Descripción de la tarea.
Reescribe el texto sobre realidad y ficción entre "Y fue a partir" y "una narración memorable.", ambos incluidos, cambiando "vinculación" por "relación".
***** Extracto del documento
2 de nov. 2012

realidad y ficción


"La realidad de la ficción", es el título que Antonio Muñoz Molina dio al ciclo de conferencias que nuestro autor dictó en la Fundación Juan March, de Madrid, los días 22: "El argumento y la historia", 24: "El personaje y su modelo",  29: "La mirada y la voz" y 31: "La sombra del lector" de enero de 1991 y de los que extraemos unos fragmentos:

"Yo me eduqué oyendo contar historias a mis mayores, y amé y amo tanto ese oficio y me bastaba de tal modo que nunca tuve tiempo ni ganas de reflexionar sobre él: quería tan sólo que me contaran buenas historias, quería contarlas yo mismo. Como el novelista apócrifo Jacinto Solana, yo me decía que no importa que una historia sea verdad o mentira, sino que uno sepa contarla. Pero hubo un momento, no muy antiguo en mi vida, en que me di cuenta de que en esa pasión podía esconderse un veneno y empecé a recelar parcialmente de ella. Había amado y exaltado siempre la imaginación, pero de pronto no estuve seguro de que mi incondicionalidad fuera del todo legítima. Había leído y escrito los libros, escuchado y contado e imaginado las historias, como si ellas bastaran, como si su sola existencia fuera beneficiosa, pero empecé a advertir sus efectos secundarios, y a sospechar que no siempre me habían hecho bien.
Y fue a partir de entonces cuando hice o intenté hacer, de manera desordenada y más bien instintiva, un análisis de la vinculación no sólo entre mi vida y la literatura, sino entre la realidad y la ficción: en qué medida y por qué lo real puede importarnos menos que lo imaginario, por qué caminos una rigurosa invención se vuelve verdadera, qué hay en el interior de una experiencia vulgar que lo convierte de pronto en el punto de partida para una narración memorable.
No se trata de una sofisticada preocupación literaria, sino de un estupor tan compartido que se trasluce en el habla común. Cuando ocurre algo inesperado o sorprendente decimos que nos parece mentira. Oímos hablar de un amor de novela, de una casa de película, de personajes de la literatura o del cine que parecen reales. Algunas veces alguien nos dice: «Si yo contara mi vida sería una novela».
**********
***** Entradas de datos
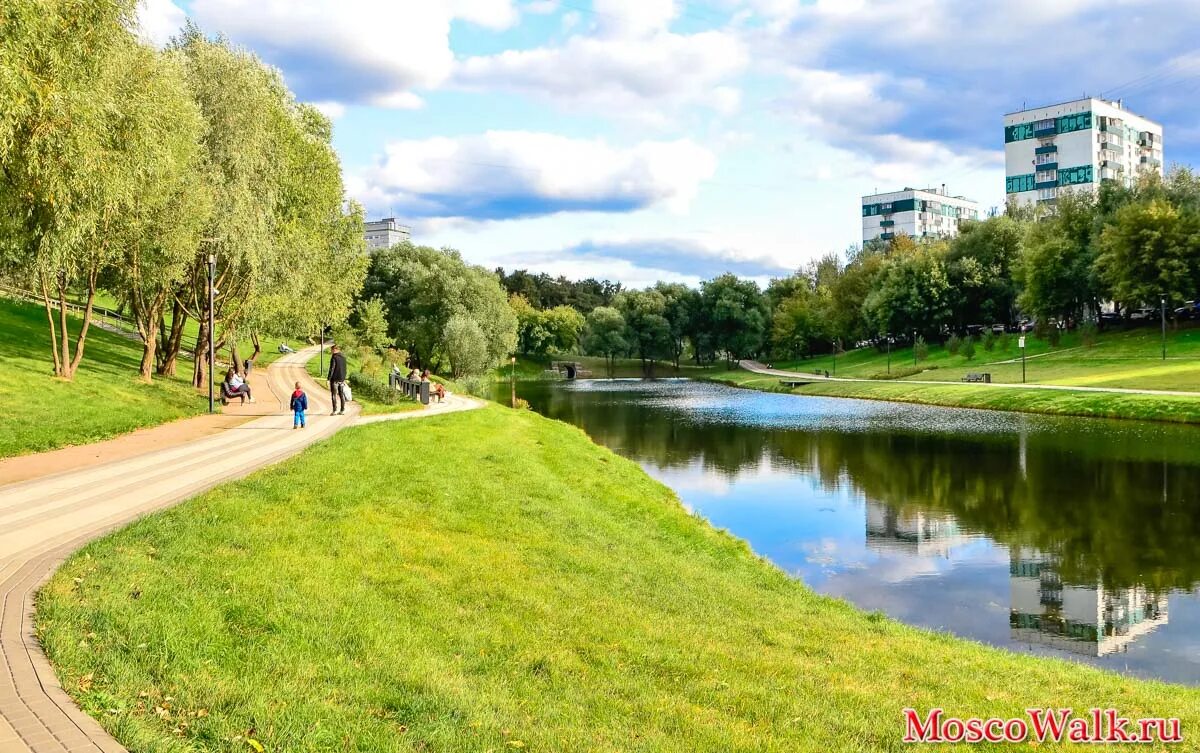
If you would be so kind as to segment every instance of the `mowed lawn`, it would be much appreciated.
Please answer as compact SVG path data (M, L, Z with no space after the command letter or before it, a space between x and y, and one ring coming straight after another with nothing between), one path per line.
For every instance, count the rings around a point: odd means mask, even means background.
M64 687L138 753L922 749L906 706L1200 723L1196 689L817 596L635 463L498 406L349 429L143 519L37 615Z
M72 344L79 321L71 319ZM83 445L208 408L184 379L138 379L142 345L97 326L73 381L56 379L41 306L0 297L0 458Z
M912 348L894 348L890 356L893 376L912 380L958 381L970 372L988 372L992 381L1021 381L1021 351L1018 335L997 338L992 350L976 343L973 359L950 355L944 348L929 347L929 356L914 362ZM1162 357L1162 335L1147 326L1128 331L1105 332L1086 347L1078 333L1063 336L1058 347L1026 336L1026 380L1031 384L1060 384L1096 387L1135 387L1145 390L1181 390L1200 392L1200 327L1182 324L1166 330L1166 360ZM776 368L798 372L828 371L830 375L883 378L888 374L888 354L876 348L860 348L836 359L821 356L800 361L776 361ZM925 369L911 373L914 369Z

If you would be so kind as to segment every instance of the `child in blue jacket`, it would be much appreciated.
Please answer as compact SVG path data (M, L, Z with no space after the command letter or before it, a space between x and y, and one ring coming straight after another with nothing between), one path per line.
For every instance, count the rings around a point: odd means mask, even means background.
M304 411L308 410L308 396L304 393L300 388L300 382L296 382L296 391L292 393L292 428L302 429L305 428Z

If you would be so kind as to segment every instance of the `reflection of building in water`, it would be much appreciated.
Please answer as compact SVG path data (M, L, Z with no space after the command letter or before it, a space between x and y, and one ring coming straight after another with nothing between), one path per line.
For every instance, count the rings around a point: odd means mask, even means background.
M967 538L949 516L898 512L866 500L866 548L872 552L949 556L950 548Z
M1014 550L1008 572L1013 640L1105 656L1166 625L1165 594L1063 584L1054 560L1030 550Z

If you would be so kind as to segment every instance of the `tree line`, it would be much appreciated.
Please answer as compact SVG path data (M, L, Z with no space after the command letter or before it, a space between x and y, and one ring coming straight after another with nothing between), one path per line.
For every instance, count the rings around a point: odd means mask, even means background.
**********
Respuesta.
Y fue a partir de entonces cuando hice o intenté hacer, de manera desordenada y más bien instintiva, un análisis de la relación no sólo entre mi vida y la literatura, sino entre la realidad y la ficción: en qué medida y por qué lo real puede importarnos menos que lo imaginario, por qué caminos una rigurosa invención se vuelve verdadera, qué hay en el interior de una experiencia vulgar que lo convierte de pronto en el punto de partida para una narración memorable.